> **Records supplied**
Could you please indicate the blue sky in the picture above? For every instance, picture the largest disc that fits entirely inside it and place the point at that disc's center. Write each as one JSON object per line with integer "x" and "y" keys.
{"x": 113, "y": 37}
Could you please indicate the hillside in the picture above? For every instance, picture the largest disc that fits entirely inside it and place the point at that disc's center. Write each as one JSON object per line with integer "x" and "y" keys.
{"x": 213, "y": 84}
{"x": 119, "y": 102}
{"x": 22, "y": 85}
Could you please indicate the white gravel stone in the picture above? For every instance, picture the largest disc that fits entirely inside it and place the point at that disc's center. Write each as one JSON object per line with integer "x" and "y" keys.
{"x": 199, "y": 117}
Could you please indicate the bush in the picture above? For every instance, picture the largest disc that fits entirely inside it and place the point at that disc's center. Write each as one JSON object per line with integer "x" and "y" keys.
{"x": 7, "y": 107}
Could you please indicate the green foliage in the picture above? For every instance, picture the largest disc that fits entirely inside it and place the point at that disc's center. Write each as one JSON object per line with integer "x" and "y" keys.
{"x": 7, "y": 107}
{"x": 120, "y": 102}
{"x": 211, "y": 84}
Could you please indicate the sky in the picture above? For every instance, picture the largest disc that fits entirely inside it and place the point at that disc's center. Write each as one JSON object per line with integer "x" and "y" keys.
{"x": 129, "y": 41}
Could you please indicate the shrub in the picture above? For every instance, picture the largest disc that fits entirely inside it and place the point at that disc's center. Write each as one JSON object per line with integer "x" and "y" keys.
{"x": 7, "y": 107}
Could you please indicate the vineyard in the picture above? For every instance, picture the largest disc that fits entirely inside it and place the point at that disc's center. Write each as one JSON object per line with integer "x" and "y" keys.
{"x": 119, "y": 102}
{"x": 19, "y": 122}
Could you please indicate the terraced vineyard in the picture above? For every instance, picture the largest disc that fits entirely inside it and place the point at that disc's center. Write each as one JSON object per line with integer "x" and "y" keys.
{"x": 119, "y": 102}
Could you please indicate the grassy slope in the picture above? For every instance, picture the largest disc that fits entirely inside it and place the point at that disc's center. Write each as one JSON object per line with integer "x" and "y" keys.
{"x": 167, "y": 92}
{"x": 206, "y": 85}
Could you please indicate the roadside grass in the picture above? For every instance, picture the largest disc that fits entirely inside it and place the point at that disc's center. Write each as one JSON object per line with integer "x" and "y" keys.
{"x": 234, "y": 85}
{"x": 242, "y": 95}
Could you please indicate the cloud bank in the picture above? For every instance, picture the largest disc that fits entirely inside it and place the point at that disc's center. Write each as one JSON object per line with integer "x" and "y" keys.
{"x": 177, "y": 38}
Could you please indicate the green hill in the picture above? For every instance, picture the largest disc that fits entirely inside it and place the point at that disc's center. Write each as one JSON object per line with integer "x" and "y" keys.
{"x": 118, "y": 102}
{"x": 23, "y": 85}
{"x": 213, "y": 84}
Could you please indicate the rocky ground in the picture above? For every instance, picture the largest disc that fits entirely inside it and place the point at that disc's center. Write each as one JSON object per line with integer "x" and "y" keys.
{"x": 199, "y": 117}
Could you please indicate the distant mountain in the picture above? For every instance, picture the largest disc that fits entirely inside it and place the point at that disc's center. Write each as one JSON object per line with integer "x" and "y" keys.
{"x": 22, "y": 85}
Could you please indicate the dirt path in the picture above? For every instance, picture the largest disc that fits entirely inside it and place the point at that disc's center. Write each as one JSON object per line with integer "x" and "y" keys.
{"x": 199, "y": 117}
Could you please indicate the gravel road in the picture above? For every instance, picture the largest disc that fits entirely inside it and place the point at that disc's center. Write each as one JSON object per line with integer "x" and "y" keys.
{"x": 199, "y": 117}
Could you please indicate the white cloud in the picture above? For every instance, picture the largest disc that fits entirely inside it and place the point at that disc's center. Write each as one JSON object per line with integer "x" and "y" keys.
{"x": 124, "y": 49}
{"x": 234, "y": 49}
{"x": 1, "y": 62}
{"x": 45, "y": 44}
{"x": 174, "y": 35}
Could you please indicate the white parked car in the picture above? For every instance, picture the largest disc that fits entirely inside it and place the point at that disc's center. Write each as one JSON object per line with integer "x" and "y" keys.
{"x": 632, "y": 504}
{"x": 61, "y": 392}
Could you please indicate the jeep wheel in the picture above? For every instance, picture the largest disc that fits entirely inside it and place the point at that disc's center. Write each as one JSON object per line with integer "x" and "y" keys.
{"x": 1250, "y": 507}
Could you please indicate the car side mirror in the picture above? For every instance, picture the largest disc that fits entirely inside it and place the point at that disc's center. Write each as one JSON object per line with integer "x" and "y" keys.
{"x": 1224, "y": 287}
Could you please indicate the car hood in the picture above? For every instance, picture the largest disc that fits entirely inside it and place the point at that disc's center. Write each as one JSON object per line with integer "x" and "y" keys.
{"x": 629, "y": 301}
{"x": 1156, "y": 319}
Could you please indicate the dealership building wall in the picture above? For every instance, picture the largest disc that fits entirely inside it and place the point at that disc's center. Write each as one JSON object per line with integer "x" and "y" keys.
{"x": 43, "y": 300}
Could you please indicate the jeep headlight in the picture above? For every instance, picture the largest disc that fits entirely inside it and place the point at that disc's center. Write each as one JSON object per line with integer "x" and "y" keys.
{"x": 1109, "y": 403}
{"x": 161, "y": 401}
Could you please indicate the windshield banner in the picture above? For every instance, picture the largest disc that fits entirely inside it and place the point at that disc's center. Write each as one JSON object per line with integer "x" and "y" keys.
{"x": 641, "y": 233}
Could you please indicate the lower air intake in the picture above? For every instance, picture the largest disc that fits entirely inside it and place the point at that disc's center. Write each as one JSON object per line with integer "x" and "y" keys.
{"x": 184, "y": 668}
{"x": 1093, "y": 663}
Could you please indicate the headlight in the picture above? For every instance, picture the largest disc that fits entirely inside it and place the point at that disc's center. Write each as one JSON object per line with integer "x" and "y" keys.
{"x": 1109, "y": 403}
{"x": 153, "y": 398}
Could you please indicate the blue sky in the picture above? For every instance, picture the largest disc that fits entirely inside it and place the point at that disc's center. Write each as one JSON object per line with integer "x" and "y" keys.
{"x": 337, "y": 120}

> **Task details**
Everything from the line containing "Could you please indicate the windshield" to the last line of the entries above should be quoted exactly, and only that.

> **In response**
Could you please indicate the windshield banner in the picture above? For every instance, picture the largest disc that fits entirely inside it and place the point at that disc's center. Write each as one JSON object per line with integer "x" and "y" keys.
{"x": 641, "y": 233}
Could you please indicate the lower air intake in the picture above? For every instance, picture the largest disc that fits entirely inside it and place the point at that disc's center. Write each as one JSON object per line with integer "x" and "y" keys.
{"x": 184, "y": 668}
{"x": 1093, "y": 663}
Could you please indicate the headlight in the picture above? For every instance, picture the largest disc that fits entirely inside it and place the point at that disc's center. Write each as one JSON object per line with integer "x" and "y" keys.
{"x": 1109, "y": 403}
{"x": 153, "y": 398}
Could you please indicate the blue sky in the picture above? For every instance, picture the largest disc that fits entirely inside it and place the point at that disc's center. Write each as one JSON object per line with integer "x" and "y" keys.
{"x": 337, "y": 120}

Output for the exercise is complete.